Referring expression pointing data:
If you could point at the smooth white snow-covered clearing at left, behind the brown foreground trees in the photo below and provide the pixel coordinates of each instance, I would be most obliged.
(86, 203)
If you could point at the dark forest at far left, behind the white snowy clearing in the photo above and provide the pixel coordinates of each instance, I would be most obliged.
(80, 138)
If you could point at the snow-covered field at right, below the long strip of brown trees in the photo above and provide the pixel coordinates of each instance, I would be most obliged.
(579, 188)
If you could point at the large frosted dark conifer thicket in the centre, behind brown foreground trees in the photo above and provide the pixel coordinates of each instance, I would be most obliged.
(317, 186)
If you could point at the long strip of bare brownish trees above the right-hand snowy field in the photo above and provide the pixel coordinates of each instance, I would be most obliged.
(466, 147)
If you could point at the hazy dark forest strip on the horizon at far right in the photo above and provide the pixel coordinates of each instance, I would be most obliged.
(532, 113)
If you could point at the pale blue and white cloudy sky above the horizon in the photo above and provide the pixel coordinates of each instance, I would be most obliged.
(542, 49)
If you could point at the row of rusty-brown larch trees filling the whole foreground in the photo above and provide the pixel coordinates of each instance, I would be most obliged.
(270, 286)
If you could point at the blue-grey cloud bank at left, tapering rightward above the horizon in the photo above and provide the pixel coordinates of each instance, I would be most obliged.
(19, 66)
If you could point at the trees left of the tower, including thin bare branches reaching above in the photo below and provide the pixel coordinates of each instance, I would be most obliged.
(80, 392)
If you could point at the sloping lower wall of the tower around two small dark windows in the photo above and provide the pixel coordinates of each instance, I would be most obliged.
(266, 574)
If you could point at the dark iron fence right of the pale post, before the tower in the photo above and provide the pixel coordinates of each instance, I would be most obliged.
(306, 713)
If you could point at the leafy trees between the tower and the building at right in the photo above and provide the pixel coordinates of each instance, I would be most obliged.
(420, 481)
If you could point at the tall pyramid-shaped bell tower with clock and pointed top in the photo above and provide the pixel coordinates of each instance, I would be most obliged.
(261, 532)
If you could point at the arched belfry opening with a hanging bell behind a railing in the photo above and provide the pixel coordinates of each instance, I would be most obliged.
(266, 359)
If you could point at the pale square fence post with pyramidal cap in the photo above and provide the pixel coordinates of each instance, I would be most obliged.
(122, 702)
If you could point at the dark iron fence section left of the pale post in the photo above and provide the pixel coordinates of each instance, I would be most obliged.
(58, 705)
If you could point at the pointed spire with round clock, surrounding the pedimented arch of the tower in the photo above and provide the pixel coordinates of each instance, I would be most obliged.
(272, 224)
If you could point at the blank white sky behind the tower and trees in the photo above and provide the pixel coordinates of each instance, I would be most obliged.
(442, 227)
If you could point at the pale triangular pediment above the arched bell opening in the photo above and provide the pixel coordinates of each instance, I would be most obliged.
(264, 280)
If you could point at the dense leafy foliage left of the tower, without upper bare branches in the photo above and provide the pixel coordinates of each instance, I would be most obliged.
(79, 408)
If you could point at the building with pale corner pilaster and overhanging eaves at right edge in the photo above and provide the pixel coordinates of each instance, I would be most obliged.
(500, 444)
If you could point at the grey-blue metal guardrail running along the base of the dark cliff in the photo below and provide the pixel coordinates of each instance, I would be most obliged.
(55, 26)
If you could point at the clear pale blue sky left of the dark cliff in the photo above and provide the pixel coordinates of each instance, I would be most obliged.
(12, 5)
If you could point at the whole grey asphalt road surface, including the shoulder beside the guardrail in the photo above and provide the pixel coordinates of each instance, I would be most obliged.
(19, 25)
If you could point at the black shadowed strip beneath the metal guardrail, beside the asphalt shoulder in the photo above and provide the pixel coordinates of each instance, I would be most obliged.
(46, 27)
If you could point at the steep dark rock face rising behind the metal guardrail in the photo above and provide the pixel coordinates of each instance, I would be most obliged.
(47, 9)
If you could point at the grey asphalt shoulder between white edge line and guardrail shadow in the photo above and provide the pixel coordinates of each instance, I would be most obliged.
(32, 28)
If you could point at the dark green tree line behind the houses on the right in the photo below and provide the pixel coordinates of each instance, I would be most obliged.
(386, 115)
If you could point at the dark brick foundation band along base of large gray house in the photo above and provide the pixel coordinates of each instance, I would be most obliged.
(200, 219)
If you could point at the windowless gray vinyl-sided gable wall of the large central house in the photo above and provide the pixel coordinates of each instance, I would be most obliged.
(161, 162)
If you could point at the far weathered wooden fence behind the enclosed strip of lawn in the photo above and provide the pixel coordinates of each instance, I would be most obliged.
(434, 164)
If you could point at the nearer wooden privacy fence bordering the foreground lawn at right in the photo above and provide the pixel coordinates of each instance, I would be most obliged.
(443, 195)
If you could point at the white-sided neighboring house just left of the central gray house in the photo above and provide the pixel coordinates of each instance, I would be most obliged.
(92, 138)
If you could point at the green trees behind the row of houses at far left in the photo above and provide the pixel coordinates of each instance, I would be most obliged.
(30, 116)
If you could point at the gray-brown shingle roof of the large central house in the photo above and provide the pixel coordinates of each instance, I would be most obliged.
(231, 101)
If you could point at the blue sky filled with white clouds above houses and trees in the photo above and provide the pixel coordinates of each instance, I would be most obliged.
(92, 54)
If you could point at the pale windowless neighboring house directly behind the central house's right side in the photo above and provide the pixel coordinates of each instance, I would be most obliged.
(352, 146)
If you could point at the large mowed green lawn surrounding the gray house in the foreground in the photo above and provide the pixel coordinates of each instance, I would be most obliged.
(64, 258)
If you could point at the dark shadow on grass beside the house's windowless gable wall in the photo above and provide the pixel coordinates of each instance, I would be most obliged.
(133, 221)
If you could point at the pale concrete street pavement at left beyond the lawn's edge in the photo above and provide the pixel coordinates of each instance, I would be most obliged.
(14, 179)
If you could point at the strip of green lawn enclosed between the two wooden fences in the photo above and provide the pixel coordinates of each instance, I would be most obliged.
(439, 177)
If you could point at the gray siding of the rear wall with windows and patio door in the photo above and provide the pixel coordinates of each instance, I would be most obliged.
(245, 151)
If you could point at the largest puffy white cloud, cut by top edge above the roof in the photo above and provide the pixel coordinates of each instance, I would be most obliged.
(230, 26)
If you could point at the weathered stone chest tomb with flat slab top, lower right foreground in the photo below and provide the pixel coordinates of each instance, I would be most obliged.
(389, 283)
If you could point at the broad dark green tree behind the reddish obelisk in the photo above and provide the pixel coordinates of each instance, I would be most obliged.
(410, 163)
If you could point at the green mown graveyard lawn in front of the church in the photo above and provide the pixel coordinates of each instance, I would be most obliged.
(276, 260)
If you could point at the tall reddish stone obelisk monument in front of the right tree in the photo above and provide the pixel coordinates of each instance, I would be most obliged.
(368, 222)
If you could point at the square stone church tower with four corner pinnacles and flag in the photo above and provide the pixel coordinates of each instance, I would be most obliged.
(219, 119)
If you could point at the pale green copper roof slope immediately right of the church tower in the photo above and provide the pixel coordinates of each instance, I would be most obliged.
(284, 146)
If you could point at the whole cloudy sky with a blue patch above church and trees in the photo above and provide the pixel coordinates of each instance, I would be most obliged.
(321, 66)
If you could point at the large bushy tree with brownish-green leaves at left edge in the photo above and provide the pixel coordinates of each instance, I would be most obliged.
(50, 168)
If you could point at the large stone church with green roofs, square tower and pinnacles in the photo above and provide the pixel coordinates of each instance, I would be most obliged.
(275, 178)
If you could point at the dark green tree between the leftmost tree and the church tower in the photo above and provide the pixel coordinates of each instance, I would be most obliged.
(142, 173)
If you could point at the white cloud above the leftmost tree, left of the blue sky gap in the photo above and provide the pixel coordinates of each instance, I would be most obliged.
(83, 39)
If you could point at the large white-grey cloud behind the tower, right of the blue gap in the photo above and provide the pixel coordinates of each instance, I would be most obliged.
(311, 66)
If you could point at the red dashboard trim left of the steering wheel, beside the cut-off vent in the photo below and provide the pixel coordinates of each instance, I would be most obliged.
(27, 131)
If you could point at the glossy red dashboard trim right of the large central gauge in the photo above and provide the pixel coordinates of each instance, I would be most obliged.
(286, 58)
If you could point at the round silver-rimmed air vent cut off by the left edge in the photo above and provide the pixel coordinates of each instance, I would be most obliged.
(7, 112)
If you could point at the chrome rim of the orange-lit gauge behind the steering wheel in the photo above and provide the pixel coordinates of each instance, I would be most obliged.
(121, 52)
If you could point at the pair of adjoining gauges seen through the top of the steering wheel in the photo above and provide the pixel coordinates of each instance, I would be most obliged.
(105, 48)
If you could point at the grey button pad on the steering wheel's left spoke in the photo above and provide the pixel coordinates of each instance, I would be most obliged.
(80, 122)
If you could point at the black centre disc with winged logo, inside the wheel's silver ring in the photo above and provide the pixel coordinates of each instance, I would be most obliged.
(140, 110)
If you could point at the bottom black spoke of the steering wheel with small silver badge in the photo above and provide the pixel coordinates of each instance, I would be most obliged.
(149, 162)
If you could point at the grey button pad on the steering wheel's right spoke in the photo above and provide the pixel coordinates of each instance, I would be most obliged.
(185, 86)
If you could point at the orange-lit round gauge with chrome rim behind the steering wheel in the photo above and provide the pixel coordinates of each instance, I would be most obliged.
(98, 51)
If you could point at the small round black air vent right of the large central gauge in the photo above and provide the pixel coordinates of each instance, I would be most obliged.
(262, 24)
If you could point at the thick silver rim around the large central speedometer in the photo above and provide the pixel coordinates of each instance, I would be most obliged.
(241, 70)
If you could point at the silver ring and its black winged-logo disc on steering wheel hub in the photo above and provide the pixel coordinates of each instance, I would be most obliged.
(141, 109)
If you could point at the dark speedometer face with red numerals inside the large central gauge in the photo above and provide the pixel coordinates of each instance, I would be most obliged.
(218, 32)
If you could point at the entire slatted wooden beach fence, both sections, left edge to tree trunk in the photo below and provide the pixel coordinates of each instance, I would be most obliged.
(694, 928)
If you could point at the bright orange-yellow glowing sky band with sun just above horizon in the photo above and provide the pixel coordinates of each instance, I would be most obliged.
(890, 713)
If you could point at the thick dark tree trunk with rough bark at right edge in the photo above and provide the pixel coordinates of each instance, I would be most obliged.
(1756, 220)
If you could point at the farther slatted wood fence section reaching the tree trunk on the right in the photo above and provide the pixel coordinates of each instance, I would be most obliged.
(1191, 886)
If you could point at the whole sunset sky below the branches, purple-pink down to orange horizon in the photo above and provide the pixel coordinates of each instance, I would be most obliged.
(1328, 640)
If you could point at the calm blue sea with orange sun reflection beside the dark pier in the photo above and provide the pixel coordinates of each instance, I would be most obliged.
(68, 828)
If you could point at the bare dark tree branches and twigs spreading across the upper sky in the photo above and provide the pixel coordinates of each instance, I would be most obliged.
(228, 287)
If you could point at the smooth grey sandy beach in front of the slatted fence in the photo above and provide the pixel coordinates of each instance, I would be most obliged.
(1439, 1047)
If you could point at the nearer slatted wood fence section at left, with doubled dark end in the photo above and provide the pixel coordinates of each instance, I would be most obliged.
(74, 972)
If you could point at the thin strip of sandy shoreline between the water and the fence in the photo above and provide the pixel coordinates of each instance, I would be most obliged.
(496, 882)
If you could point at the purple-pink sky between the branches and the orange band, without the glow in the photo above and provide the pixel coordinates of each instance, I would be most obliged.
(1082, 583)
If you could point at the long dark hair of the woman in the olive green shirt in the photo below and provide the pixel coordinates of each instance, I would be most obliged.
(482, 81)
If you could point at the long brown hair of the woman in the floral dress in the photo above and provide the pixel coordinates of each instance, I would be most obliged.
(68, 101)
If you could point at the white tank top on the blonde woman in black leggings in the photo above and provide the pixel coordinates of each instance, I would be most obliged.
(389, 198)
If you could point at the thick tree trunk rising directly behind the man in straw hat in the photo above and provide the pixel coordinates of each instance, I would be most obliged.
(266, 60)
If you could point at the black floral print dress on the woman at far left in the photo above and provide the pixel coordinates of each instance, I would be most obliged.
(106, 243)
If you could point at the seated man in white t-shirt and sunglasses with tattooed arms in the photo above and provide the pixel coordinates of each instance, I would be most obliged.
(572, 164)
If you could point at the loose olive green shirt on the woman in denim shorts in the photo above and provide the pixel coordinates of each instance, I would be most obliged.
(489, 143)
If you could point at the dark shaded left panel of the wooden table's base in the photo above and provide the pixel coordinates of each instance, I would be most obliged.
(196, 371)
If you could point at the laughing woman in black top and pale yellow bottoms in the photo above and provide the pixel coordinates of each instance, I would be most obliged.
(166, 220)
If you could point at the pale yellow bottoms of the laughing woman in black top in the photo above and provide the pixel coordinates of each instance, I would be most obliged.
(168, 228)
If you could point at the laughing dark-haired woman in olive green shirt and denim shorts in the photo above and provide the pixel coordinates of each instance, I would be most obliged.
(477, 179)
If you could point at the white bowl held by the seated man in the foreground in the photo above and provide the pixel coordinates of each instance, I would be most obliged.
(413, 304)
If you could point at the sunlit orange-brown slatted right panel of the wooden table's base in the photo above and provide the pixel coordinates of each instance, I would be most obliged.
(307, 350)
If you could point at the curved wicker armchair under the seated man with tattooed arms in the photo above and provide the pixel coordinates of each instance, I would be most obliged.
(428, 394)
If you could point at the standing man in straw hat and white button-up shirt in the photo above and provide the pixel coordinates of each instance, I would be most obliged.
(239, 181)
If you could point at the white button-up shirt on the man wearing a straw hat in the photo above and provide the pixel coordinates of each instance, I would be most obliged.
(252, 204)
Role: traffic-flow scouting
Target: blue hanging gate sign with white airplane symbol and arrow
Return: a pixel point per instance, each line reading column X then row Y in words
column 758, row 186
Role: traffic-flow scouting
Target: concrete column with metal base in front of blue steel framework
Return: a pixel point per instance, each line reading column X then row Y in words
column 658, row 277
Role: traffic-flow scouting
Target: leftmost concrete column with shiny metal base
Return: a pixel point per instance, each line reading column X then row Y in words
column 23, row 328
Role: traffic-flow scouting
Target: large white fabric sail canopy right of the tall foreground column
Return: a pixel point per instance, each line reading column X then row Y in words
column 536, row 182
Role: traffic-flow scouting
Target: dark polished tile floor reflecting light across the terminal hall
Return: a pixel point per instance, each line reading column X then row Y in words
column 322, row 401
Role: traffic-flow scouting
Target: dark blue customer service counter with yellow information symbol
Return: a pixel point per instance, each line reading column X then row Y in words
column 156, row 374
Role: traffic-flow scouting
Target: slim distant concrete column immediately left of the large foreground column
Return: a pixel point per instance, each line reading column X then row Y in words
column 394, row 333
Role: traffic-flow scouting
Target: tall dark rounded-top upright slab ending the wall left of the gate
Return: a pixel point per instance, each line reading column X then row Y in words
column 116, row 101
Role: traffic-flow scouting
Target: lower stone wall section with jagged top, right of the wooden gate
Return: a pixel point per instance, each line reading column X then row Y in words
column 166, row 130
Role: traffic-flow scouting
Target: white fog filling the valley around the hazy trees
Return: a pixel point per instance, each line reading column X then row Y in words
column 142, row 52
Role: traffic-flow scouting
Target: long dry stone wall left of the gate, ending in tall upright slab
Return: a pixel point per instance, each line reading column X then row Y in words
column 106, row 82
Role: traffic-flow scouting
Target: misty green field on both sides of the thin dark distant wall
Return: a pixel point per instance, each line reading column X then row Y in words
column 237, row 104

• [WORK TO COMPLETE]:
Lines containing the word "distant" are to be tallied across the entries above; give only the resulting count.

• [OUTPUT OF THE EXERCISE]:
2